### SOURCE TEXT

[Start of section]

London (AFP) – Sport has been forced behind closed doors for the foreseeable future but experts are divided over whether broadcasters will suffer or prosper in the new landscape.
Some believe television rights will either stagnate or decline in value, others think they will be driven up due to increased interest from tech companies such as Google and Amazon.
The sums in play are enormous. American broadcaster NBC’s current deal to cover the Olympics until 2032 is worth $7.75 billion.
The English Premier League’s most recent overseas TV rights package for 2019-22 rose a reported 35 percent in value to £4.2 billion ($5.25 billion) despite a fall in the value of the domestic rights.
European Broadcasting Union executive director of sport Stefan Kuerten is unconvinced that rights deals will continue to soar despite potentially millions being added to viewing figures.
The 61-year-old will on Friday step away after almost 20 years of negotiating global and European rights for events such as World Cups and Olympics on behalf of public service broadcasters.
“They (TV) will be in a strong position but will prices go up because of it? There I have doubts,” he told AFP by phone from Switzerland.
He believes the virus will have an impact on the industry.
“Broadcasters have learned now these kinds of pandemics exist and could ask for new exit and security clauses in contracts like a force majeure (unexpected event) or unforeseeable event.
“The virus has placed a safety belt on sports broadcasters as to whether they increase the payment in case something else happens.”

[End of section]

### REQUIRED TASKS
1. In the sports TV rights article, copy word for word the passage that begins at the words "The sums in" and stops after "to viewing figures.".
2. According to the sports TV rights article, how much is NBC's current deal to cover the Olympics until 2032 worth?
3. Continue the article on sports broadcasting rights during the virus, starting after its last sentence.
The entries after this have nothing to do with the article on sports TV rights.

[Localization data, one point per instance]
[Start of section]

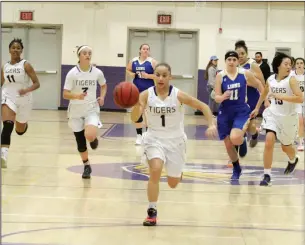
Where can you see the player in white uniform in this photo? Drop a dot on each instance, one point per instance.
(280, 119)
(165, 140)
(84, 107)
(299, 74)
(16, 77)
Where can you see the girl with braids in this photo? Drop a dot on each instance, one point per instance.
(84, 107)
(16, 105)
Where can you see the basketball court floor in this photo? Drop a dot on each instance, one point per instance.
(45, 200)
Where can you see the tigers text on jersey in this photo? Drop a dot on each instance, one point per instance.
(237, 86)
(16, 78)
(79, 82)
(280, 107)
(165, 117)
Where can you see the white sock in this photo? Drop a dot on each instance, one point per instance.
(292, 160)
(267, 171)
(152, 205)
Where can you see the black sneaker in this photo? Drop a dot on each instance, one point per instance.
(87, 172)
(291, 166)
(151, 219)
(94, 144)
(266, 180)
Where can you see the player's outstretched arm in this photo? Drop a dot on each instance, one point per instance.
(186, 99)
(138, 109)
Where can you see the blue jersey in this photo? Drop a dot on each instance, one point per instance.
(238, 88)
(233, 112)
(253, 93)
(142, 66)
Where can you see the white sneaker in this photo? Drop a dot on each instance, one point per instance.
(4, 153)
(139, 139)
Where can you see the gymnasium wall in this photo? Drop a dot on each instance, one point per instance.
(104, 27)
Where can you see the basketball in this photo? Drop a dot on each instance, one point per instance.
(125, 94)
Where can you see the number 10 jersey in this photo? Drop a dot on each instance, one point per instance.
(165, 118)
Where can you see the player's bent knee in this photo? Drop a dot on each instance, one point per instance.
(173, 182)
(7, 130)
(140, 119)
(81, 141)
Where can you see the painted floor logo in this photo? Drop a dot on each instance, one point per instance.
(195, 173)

[End of section]
[Start of section]

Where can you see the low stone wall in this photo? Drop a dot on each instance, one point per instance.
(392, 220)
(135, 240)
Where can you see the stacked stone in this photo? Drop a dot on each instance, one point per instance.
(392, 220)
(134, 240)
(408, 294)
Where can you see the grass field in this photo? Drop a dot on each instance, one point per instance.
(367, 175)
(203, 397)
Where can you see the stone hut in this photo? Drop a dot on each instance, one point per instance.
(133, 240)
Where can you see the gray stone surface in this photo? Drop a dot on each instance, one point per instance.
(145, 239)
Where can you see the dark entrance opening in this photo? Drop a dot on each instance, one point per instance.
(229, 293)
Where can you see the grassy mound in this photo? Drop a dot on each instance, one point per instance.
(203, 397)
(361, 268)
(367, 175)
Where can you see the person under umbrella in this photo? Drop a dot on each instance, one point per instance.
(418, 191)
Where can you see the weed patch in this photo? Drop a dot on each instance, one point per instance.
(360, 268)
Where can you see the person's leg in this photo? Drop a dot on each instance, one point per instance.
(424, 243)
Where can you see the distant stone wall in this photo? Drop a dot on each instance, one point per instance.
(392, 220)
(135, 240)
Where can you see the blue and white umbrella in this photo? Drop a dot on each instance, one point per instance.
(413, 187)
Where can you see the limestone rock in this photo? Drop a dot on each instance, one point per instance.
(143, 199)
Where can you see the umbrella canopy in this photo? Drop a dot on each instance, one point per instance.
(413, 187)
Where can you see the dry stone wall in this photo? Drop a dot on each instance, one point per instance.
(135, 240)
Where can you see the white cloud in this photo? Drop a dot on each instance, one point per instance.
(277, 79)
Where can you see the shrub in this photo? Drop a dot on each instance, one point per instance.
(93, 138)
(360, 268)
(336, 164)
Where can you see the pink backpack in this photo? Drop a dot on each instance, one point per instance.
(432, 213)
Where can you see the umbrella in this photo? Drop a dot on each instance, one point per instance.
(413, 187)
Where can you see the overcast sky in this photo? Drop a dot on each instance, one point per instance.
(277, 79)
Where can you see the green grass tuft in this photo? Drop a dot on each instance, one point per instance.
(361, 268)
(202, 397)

[End of section]

### TASK RESPONSES
1.
The sums in play are enormous. American broadcaster NBC’s current deal to cover the Olympics until 2032 is worth $7.75 billion.
The English Premier League’s most recent overseas TV rights package for 2019-22 rose a reported 35 percent in value to £4.2 billion ($5.25 billion) despite a fall in the value of the domestic rights.
European Broadcasting Union executive director of sport Stefan Kuerten is unconvinced that rights deals will continue to soar despite potentially millions being added to viewing figures.

2. $7.75 billion

3.
– Atmosphere –
Kuerten warns that viewers will tire of watching events without crowds, even if they can watch sport from the comfort of their armchairs.
“Without any fans in the stadium, TV is not sustainable for football or other sports,” he said. “When the crowd reacts, then emotions spill over into the screen.
“If one of these elements is missing then there are different sensations and viewers hesitate to have the same interest in the product as before.
“I have to say from my experience following matches (in the Bundesliga, taking place behind closed doors), something is missing.”
British advertising tycoon Martin Sorrell, who founded advertising giant WPP, is more bullish, though he admits the waters are choppy.
“There are not exactly positives to come out of this (coronavirus) but demand will see live sport at a premium and may see more distant viewers/fans tuning in and watching,” he said.
“The rights will continue to increase driven by the incursion of digital media players, platforms and hardware companies.”
– ‘The COVID pause’ –
Sorrell, who sits on the International Olympic Committee’s Communications Commission, says it is clear that “public thirst for live sport, for watching it, has increased”.
The 75-year-old Englishman, who left WPP in 2018 and set up digital advertising and marketing services company S4 Capital, says the public have adapted to the online world.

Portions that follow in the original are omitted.